*Exercise A*. Using the piece about Kamala Harris, decide whether each statement agrees with it, answering yes or no and quoting the words that decide it: (i) Shymala Gopalan came to the US at 19 in 1958 to study at Berkeley; (ii) Donald Harris was a scientist; (iii) in 1958 Indian families commonly sent daughters abroad for education.
*Exercise B*. Repeat the piece about Kamala Harris word for word from "Young Gopalan was" to "he has generated.".

*Selected passage*.
'''

The election of Joe Biden as the new president of the United States has reset our plummeting hopes for global sanity.
That election has also brought into focus the opportunities open to individuals from migrant communities to contribute to the national good.
For all the attacks on black American and coloured American communities over the decades, and especially over the recent four years, the advance of Kamala Harris as the next vice president of the United States will inject new life to that old dictum of America being a land of opportunities.
Kamala Harris is the first women vice president and the first coloured vice president.
Her mother Shymala Gopalan, born in Chennai, Madras, came to the US as a 19-year-old in 1958 to study at Berkeley.
The scientist married an economist, Donald Harris, from Jamaica.
Back in 1958, it was unheard of for Indian families to support the education of the daughters by sending them abroad.
Young Gopalan was not only a pioneer for this but also for marrying outside Indian arranged marriages.
Bolger's advice to keep an eye on Kamala Harris is more pertinent now, as the next four years unfold, than when he noted this advice early this year.
The Donald may have lost but it will serve us well to keep an eye on him and that massive support base he has generated.

'''

*Data extracts*.
'''

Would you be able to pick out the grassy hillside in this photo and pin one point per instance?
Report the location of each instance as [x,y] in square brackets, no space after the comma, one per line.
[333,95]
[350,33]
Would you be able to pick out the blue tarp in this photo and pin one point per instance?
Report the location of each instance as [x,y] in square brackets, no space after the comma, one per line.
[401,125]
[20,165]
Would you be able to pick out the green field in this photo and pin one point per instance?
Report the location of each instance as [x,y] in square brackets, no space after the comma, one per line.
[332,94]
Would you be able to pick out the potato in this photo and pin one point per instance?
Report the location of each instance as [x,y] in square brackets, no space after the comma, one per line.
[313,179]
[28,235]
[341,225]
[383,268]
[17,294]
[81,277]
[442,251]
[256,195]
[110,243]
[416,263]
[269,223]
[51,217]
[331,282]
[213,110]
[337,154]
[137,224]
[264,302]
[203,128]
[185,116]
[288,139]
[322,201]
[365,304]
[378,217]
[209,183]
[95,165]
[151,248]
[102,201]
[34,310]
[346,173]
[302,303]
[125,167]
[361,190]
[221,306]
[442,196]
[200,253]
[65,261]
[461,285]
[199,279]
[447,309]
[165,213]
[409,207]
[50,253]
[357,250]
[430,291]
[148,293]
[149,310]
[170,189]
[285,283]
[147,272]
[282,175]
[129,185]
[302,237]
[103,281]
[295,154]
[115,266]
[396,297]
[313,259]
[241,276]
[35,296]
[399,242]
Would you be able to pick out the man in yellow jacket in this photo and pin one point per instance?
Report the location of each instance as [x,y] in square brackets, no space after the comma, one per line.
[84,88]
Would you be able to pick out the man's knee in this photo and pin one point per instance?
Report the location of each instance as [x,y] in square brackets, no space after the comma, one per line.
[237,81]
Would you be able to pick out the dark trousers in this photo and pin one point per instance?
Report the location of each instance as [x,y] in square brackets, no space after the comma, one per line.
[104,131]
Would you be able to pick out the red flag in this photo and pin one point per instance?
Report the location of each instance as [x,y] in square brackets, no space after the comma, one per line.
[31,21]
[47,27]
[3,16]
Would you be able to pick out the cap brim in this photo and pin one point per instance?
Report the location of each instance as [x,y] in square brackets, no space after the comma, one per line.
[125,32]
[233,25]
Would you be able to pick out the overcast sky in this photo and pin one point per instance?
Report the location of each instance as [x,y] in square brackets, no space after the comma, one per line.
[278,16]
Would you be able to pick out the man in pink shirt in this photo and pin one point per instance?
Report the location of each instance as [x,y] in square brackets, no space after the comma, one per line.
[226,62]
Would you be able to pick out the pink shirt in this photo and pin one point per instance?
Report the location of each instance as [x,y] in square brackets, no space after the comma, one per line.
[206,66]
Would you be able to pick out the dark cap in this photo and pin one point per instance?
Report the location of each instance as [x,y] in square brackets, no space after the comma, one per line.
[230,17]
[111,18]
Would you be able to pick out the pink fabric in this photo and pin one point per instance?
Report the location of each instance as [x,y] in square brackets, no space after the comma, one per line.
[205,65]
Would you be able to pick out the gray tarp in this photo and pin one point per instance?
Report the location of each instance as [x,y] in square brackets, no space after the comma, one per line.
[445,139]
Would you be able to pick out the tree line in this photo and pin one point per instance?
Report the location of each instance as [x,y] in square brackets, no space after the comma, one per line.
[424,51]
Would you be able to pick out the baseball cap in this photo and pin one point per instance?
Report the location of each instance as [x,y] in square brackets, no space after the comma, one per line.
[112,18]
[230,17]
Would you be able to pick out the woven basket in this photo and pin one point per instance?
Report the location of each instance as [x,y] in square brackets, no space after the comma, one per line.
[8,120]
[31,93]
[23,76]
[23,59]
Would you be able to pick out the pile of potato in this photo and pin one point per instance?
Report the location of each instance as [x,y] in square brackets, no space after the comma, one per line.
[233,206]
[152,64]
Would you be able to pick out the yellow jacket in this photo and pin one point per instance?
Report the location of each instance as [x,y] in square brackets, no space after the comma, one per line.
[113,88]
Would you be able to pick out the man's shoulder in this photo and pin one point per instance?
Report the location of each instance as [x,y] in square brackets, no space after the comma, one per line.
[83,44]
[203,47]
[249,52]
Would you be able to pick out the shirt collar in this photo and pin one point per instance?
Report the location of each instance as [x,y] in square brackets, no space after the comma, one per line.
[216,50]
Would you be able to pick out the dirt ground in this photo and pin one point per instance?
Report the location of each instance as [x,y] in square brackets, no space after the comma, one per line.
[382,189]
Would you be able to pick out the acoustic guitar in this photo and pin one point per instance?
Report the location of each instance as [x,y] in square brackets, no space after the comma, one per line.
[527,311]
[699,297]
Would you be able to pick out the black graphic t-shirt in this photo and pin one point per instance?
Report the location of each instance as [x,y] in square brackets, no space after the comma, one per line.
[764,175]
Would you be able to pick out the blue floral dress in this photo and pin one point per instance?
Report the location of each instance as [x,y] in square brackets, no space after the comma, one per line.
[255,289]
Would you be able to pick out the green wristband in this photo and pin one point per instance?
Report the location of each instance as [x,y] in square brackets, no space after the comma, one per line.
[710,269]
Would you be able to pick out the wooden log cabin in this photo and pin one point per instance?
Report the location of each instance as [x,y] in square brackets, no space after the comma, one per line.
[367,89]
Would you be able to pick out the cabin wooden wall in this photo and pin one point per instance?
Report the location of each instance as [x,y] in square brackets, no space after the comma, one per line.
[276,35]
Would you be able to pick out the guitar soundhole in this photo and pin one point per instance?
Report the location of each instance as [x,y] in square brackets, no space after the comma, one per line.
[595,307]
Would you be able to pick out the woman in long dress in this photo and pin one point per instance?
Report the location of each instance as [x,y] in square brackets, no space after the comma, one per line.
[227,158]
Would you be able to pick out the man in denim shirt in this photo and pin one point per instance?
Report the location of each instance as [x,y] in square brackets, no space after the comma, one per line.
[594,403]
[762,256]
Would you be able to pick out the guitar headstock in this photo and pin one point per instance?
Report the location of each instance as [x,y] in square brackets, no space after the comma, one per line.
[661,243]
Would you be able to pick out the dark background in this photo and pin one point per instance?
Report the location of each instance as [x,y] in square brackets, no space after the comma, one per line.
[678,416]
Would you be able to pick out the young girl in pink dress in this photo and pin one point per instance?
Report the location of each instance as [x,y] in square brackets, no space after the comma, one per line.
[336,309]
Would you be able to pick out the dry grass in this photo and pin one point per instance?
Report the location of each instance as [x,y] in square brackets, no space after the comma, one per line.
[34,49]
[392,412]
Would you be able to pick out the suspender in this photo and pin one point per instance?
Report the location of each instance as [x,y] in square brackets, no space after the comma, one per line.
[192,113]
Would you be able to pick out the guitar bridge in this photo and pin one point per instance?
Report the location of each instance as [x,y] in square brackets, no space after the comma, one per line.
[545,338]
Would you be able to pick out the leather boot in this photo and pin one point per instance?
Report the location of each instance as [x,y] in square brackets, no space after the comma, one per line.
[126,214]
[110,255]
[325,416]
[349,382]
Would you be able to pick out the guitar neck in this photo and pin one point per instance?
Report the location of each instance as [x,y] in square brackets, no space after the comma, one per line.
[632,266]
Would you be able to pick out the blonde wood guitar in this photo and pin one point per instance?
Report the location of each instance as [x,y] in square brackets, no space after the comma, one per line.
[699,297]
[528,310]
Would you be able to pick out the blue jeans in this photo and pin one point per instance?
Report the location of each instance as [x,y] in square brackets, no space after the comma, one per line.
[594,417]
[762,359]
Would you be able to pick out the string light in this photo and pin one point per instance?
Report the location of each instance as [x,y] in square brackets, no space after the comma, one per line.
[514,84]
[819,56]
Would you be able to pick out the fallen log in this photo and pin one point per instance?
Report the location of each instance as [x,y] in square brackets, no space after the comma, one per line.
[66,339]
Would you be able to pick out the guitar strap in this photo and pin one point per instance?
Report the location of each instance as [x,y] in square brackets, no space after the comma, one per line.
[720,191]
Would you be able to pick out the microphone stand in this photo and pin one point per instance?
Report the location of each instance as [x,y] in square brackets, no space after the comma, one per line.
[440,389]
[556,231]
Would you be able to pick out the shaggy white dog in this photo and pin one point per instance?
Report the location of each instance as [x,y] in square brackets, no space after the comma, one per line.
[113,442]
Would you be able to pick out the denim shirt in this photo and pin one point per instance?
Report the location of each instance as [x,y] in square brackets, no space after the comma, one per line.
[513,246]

'''

*Response area A*.
(i) Yes: "came to the US as a 19-year-old in 1958 to study at Berkeley"
(ii) No: "The scientist married an economist, Donald Harris, from Jamaica."
(iii) No: "Back in 1958, it was unheard of for Indian families to support the education of the daughters by sending them abroad."

*Response area B*.
Young Gopalan was not only a pioneer for this but also for marrying outside Indian arranged marriages.
Bolger's advice to keep an eye on Kamala Harris is more pertinent now, as the next four years unfold, than when he noted this advice early this year.
The Donald may have lost but it will serve us well to keep an eye on him and that massive support base he has generated.